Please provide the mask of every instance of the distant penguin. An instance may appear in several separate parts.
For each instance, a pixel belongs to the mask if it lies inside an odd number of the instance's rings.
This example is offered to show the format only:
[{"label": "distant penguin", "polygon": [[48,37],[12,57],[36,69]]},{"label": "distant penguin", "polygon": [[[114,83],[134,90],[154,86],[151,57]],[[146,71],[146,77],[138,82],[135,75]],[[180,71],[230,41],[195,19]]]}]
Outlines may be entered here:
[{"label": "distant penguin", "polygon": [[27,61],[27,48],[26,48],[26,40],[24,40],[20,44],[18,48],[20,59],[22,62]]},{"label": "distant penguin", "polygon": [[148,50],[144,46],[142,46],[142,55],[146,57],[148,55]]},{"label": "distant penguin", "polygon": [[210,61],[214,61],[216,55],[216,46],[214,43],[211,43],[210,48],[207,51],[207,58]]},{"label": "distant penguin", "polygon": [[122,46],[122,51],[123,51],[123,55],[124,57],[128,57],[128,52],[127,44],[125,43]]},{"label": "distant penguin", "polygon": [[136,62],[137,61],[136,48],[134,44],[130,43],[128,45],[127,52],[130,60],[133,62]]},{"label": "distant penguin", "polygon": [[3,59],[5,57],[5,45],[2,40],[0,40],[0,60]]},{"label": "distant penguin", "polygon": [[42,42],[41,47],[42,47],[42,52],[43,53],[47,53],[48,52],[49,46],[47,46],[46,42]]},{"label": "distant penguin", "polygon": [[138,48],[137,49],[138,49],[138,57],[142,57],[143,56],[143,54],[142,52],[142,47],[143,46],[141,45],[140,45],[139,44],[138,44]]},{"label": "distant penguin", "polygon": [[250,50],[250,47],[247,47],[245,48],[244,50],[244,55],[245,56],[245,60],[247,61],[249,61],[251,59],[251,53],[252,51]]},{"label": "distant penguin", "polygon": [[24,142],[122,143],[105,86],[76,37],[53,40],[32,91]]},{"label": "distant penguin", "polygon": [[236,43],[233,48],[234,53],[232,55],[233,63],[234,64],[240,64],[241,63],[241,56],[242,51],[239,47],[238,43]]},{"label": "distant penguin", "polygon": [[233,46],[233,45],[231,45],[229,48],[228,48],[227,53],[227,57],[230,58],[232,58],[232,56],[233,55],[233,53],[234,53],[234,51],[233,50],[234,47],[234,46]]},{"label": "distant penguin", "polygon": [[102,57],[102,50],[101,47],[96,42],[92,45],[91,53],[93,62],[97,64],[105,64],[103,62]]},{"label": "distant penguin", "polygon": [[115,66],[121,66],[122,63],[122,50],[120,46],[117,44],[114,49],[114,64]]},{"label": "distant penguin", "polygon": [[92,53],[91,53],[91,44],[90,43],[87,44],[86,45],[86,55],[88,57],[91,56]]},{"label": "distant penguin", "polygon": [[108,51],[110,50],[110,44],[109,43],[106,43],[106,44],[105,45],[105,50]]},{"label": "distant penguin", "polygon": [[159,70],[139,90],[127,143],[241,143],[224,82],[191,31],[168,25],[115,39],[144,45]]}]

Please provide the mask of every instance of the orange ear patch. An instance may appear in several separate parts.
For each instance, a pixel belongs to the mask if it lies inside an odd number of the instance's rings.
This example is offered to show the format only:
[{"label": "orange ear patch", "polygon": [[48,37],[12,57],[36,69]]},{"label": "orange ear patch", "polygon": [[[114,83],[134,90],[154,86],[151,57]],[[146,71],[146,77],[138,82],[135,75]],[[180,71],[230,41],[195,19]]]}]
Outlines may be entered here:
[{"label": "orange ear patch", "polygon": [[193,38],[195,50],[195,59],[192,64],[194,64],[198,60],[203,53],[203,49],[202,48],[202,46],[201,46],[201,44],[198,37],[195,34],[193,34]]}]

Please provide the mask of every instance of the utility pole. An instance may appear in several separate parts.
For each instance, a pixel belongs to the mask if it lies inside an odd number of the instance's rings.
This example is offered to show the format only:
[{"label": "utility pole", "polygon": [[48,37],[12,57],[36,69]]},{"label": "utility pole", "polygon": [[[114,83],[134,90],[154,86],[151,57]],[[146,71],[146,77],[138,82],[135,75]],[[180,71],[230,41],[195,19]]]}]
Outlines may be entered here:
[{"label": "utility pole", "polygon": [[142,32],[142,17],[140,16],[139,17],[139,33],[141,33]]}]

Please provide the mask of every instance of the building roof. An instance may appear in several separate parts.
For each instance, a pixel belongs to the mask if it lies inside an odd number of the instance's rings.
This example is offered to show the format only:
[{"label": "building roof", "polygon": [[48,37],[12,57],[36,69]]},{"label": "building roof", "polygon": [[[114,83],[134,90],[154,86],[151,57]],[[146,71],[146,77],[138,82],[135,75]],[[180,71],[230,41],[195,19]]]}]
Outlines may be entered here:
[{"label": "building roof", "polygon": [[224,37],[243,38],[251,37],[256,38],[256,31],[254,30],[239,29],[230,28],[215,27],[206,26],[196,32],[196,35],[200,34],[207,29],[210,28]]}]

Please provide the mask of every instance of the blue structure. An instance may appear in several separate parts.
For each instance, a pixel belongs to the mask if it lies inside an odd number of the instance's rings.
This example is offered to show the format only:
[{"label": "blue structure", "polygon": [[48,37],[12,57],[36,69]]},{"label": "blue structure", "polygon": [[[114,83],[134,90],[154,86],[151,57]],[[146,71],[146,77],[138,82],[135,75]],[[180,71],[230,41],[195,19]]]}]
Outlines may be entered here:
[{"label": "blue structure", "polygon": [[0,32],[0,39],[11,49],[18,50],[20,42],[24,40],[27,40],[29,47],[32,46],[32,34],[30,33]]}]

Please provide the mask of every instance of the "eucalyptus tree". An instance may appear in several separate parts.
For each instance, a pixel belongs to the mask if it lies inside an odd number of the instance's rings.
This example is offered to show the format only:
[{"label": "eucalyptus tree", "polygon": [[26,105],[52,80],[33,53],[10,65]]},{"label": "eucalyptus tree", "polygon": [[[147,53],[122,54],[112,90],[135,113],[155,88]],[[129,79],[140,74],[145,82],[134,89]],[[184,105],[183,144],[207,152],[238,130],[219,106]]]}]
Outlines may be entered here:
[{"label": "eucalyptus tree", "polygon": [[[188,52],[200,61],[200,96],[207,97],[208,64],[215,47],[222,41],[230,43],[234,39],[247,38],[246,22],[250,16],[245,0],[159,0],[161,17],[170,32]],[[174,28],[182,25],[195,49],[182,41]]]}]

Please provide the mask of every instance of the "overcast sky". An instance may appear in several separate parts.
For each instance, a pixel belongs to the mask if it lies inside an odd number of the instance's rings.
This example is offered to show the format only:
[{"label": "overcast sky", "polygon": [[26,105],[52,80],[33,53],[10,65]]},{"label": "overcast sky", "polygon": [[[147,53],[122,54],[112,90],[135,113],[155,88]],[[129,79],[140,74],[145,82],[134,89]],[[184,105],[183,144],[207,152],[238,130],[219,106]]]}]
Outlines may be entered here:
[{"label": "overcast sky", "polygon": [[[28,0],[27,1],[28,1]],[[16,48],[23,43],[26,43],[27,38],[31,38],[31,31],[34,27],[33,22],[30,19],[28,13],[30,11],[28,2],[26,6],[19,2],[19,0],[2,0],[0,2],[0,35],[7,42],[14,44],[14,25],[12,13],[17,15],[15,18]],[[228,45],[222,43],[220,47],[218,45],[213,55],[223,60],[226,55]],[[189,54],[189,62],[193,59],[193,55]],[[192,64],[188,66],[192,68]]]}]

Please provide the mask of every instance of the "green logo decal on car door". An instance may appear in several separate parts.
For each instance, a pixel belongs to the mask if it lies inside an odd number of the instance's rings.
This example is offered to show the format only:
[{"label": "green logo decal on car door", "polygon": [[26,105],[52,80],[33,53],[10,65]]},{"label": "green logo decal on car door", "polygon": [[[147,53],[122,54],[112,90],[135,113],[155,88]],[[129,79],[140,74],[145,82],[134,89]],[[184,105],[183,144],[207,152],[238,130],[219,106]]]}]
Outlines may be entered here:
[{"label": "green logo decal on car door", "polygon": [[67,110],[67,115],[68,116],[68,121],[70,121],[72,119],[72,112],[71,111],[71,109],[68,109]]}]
══════
Pull out every line above that contains the word "roof", and copy each one in full.

-- PROBLEM SOLUTION --
Please provide the mask of every instance of the building roof. An instance may appear in several separate parts.
[{"label": "building roof", "polygon": [[48,37],[12,57],[36,69]]},{"label": "building roof", "polygon": [[[114,83],[134,90],[154,86],[151,57]],[[146,71],[146,77],[138,82],[135,75]],[[180,71],[230,41],[195,19]]]}]
[{"label": "building roof", "polygon": [[224,37],[243,38],[251,37],[256,38],[256,31],[254,30],[239,29],[230,28],[215,27],[206,26],[196,32],[196,35],[200,34],[207,29],[210,28]]}]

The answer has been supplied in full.